Point localization data
----------------
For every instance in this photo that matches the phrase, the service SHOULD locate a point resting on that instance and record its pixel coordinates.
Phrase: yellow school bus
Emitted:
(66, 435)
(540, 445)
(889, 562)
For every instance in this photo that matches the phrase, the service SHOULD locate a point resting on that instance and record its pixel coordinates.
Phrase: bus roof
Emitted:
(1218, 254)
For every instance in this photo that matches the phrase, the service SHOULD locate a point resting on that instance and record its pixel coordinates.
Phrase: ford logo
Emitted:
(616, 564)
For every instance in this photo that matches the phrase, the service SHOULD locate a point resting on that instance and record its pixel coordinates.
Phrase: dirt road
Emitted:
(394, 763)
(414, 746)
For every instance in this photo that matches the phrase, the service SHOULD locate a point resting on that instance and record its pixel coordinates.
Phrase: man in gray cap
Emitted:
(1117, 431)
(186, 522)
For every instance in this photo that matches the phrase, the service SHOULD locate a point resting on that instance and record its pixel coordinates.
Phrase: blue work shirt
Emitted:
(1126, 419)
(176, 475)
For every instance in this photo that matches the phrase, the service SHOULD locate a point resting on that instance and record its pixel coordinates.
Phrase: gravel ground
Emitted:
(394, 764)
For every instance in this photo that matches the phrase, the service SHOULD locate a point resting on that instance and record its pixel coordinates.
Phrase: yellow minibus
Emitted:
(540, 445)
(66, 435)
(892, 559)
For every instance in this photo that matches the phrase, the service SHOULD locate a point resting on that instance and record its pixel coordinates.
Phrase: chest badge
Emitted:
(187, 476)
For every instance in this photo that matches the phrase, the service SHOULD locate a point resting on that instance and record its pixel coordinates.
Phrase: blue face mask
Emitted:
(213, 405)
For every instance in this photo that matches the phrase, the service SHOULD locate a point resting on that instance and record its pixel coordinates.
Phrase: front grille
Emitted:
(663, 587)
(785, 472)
----------------
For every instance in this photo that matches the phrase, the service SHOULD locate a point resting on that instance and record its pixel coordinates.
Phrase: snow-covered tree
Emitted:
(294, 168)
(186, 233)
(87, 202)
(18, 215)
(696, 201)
----------------
Search the entries for the word "yellow" and copy every line that has it.

Phrase: yellow school bus
Phrase: yellow minibus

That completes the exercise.